Data shown
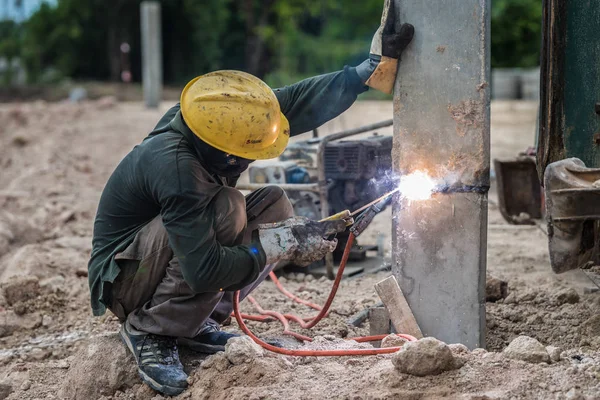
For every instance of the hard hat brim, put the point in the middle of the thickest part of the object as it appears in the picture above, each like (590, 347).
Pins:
(273, 151)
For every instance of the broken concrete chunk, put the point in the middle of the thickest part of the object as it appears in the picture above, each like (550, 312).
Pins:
(495, 289)
(566, 296)
(393, 341)
(18, 289)
(100, 369)
(424, 357)
(218, 361)
(458, 348)
(527, 349)
(10, 322)
(239, 350)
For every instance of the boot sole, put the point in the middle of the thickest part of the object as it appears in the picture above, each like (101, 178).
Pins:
(164, 389)
(200, 347)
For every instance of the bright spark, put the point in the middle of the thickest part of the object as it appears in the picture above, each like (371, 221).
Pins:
(416, 186)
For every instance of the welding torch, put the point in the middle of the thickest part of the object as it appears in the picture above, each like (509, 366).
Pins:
(364, 215)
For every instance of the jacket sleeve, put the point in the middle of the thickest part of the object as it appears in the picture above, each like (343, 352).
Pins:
(311, 102)
(188, 216)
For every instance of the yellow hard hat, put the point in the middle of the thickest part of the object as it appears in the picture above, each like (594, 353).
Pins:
(236, 113)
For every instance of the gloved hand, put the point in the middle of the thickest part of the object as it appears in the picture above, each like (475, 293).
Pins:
(379, 71)
(298, 239)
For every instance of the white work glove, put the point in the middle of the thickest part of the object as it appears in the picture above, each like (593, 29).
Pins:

Your goal
Within the entries, count the lines that contain the word "hard". Give that number and no more.

Expected answer
2